======== THE INPUT
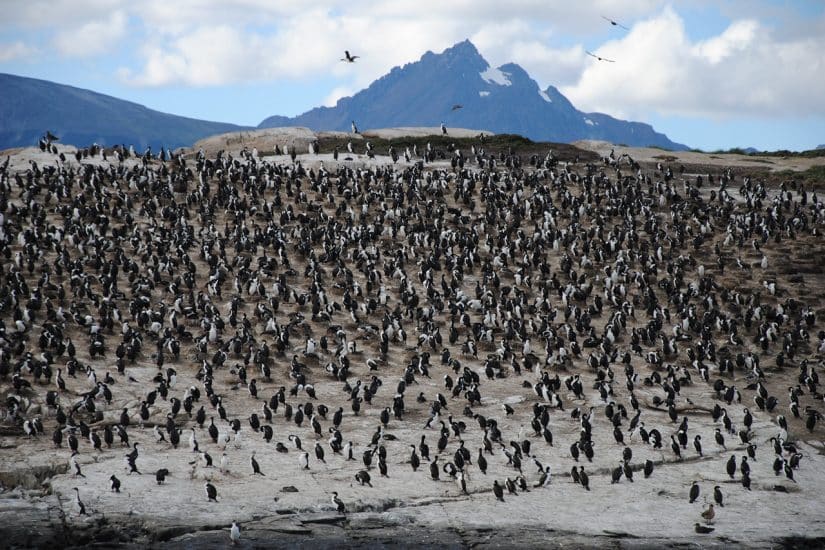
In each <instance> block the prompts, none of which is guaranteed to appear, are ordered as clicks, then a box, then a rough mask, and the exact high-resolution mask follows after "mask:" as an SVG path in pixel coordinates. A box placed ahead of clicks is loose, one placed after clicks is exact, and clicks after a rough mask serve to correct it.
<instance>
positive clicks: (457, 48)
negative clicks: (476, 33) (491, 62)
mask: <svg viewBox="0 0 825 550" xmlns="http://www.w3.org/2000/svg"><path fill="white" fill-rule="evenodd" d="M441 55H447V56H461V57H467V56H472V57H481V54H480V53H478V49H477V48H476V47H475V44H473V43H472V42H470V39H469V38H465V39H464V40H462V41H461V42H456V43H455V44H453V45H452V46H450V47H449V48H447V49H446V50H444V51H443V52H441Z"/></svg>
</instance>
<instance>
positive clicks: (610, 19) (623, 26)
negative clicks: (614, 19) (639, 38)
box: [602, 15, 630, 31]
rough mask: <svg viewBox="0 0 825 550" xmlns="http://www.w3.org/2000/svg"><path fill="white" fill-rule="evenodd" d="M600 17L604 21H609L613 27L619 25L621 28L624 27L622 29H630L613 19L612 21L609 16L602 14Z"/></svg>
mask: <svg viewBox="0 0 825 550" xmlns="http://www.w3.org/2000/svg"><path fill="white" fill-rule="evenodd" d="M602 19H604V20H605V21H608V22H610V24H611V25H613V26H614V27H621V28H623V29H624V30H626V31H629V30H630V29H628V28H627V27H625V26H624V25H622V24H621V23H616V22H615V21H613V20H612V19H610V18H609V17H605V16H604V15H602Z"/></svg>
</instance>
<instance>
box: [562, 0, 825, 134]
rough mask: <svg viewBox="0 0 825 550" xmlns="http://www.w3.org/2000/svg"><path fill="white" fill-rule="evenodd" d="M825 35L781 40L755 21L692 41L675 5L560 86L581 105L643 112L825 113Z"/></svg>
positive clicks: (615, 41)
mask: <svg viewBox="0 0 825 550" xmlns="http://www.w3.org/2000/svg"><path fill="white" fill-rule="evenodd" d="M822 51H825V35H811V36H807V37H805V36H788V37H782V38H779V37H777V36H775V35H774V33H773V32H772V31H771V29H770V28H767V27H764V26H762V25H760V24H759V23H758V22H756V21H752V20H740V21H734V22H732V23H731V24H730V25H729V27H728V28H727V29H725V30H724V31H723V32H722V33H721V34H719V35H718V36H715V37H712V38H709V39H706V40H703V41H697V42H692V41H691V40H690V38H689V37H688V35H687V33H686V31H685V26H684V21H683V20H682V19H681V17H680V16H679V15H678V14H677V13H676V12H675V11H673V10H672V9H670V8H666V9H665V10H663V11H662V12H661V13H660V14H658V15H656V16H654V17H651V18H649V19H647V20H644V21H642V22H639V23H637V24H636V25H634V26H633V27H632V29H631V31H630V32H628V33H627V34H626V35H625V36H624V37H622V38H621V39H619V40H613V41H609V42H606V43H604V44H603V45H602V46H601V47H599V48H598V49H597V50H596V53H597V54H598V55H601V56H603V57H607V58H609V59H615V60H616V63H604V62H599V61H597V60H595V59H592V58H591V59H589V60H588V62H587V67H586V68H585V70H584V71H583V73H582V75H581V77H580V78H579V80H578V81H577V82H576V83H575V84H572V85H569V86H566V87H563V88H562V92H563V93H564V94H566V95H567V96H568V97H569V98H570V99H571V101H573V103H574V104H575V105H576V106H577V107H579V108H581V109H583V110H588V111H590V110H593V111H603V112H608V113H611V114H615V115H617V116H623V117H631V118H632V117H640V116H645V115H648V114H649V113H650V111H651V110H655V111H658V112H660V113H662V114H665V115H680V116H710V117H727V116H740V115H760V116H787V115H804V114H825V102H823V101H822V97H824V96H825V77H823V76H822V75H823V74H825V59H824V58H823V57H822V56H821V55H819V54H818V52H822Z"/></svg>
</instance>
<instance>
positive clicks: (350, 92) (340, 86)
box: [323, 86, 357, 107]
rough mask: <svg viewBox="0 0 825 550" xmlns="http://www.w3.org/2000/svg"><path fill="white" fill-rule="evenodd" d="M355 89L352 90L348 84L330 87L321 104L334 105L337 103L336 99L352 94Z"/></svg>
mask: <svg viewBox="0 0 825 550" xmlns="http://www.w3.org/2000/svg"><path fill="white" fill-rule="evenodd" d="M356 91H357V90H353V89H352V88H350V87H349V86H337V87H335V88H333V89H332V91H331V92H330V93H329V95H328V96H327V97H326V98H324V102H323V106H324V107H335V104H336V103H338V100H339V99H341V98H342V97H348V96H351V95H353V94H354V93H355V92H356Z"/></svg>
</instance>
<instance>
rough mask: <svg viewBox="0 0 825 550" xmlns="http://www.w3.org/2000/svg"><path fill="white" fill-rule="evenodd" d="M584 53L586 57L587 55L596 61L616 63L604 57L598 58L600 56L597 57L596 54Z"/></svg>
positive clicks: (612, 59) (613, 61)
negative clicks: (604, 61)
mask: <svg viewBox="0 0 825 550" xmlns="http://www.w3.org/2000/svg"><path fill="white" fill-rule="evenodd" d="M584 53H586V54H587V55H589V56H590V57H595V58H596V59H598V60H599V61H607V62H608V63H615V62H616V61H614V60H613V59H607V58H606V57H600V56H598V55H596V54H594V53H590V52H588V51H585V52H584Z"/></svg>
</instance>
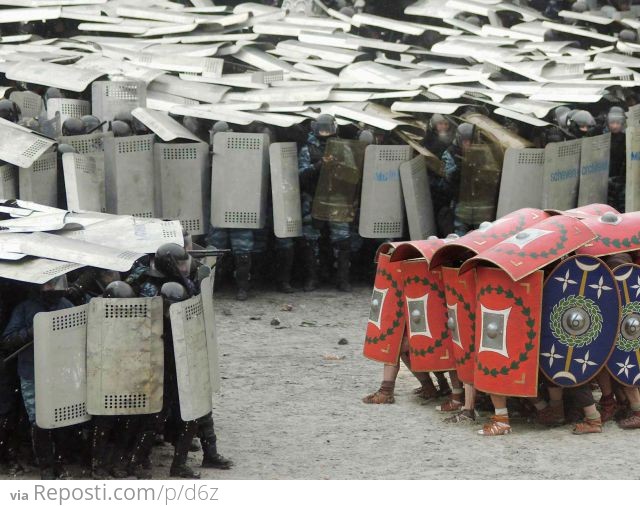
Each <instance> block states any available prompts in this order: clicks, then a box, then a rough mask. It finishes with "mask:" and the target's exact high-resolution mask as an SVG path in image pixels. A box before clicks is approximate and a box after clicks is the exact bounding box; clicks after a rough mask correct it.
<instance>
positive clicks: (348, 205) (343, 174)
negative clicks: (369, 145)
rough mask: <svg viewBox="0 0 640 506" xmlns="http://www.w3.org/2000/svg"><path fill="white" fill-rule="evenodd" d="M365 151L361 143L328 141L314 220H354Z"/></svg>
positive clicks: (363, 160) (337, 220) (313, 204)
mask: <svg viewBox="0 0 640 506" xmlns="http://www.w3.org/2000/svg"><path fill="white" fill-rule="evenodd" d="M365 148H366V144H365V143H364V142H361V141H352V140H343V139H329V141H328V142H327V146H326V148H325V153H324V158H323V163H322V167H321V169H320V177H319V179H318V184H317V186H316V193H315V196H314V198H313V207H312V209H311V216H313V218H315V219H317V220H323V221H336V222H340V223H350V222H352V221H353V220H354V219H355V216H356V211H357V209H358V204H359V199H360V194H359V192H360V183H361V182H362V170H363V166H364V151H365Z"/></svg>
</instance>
================
**WHAT YOU NEED TO DO:**
Would you please copy every line from the listing above that contains the word "block"?

**TASK ANSWER:**
In each <instance> block the prompts, none of which is guaranteed to appear, are ordered as clicks, then a box, then a rough mask, and the exact high-resolution mask follows after "mask:" as an SVG path in pixel coordinates. A box placed ahead of clicks is loose, one placed after clicks is exact, and clicks after a rough mask serve to correct it.
Each <instance> block states any available prompts in this order: clicks, then a box, then a rough mask. It finishes with "mask:" and the target's exact high-resolution mask as an SVG path in image pixels. A box before clicks is approximate and a box after clicks is the exact bounding box; clicks after a rough mask correct it.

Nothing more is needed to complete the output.